** Stated goal **
Give a verbatim repeat of the lines that run from the line containing "of the man's" to the end of the data below.

** Data listing **
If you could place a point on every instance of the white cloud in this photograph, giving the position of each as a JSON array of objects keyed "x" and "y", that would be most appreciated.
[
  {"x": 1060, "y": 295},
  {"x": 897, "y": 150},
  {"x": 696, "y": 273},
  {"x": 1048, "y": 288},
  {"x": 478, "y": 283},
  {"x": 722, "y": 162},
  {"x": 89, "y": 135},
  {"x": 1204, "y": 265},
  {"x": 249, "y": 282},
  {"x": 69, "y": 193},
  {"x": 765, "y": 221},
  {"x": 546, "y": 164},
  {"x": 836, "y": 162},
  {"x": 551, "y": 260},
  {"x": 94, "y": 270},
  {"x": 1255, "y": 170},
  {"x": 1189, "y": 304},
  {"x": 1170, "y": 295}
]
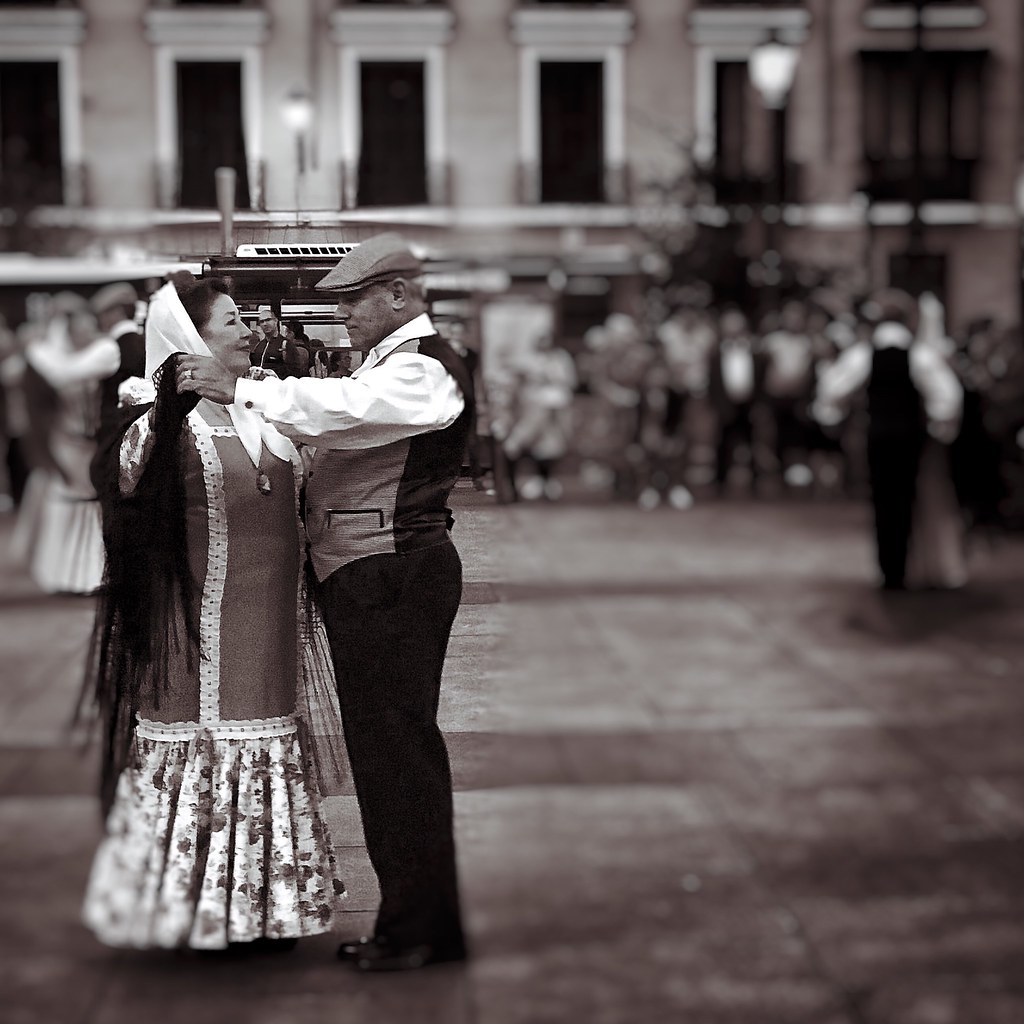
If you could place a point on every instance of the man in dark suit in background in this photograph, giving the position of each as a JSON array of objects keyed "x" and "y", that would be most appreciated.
[
  {"x": 114, "y": 307},
  {"x": 735, "y": 380}
]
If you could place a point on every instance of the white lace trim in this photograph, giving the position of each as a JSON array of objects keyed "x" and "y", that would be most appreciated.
[
  {"x": 136, "y": 391},
  {"x": 258, "y": 728},
  {"x": 134, "y": 451},
  {"x": 216, "y": 568}
]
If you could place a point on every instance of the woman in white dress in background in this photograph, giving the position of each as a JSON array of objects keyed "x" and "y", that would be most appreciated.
[
  {"x": 211, "y": 675},
  {"x": 58, "y": 532}
]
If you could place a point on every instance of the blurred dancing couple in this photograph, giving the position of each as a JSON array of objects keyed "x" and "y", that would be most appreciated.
[{"x": 236, "y": 643}]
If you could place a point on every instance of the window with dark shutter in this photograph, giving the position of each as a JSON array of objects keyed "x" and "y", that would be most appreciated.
[
  {"x": 571, "y": 131},
  {"x": 950, "y": 124},
  {"x": 210, "y": 130},
  {"x": 392, "y": 155},
  {"x": 31, "y": 171}
]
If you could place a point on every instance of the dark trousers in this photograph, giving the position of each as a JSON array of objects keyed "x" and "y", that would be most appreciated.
[
  {"x": 388, "y": 620},
  {"x": 893, "y": 460}
]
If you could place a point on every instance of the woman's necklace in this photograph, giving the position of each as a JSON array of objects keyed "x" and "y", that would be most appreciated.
[{"x": 220, "y": 414}]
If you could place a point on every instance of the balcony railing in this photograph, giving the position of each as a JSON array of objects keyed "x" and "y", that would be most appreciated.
[
  {"x": 615, "y": 186},
  {"x": 940, "y": 178},
  {"x": 438, "y": 185},
  {"x": 392, "y": 3},
  {"x": 167, "y": 184},
  {"x": 749, "y": 189}
]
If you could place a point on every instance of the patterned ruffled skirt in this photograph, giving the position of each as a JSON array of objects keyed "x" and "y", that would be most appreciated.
[{"x": 213, "y": 839}]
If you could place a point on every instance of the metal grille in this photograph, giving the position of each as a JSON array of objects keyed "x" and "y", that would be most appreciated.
[{"x": 336, "y": 251}]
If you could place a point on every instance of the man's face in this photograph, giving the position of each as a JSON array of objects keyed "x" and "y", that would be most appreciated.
[{"x": 368, "y": 314}]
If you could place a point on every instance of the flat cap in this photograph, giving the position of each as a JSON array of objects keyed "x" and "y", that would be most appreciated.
[
  {"x": 379, "y": 258},
  {"x": 121, "y": 294}
]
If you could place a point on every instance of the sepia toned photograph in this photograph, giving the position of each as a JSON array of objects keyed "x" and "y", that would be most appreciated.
[{"x": 512, "y": 512}]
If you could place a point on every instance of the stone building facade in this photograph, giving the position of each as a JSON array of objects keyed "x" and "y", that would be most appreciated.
[{"x": 519, "y": 134}]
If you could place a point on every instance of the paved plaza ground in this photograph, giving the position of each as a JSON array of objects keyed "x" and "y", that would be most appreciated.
[{"x": 704, "y": 774}]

** Answer in full **
If you could place a point on every instance of the man's face in this photograph, giving the position of each as a JSON array of objects keyed "x" and "y", that would be most appreciated.
[{"x": 368, "y": 314}]
If you could place a point on every instance of the flat cap in this photograph, giving the position of each as a JSON array of objects keyed "x" and "y", that would be most appreciated.
[
  {"x": 379, "y": 258},
  {"x": 121, "y": 294}
]
If you could place a point on every instance of the sepia toned photograph in this photograph, giving the position of each as a JSON array of objects keyed "x" and "y", that would be most appreciated.
[{"x": 512, "y": 512}]
If you could place a point on every instance of the stone building facade in this photograph, giving the position of each as a JSON array of objects keyed "x" and "y", that would be most appreciated.
[{"x": 519, "y": 134}]
If you could place a point on every instance of the paved plaza ground in this photograph, giving the position of each as a JSON array of objects keyed "x" and "y", that would be most appreciated.
[{"x": 704, "y": 774}]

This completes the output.